▶ DATA ROWS:
[BEGIN]

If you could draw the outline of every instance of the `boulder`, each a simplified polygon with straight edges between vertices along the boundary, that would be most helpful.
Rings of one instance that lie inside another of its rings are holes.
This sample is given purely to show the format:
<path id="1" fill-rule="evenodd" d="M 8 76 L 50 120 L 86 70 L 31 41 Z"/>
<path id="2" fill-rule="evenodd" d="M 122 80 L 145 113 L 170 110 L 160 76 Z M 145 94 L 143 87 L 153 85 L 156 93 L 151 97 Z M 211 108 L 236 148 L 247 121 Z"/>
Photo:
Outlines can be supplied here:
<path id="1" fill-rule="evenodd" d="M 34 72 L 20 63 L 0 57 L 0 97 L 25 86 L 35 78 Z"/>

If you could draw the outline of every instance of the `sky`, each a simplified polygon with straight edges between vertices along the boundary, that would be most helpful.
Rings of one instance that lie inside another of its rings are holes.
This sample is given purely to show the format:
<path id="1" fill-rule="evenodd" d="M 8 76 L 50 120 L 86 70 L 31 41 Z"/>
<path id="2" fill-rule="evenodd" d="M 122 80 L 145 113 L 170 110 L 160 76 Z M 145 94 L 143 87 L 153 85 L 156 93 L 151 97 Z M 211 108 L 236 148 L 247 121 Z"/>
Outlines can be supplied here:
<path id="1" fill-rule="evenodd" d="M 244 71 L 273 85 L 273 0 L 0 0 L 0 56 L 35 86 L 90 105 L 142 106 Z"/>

[END]

Select every line in the rows above that contains the string "instance", matching case exactly.

If you could draw the outline of every instance of the `boulder`, each a simplified polygon with straight edges between vertices along the boundary, that would be most helpful.
Rings of one instance that lie inside another of its rings are holes.
If you could draw the outline of every instance of the `sky`, each a simplified polygon with straight edges between vertices along the boundary, that would be most helpful.
Rings of one instance that lie inside another of its rings are holes.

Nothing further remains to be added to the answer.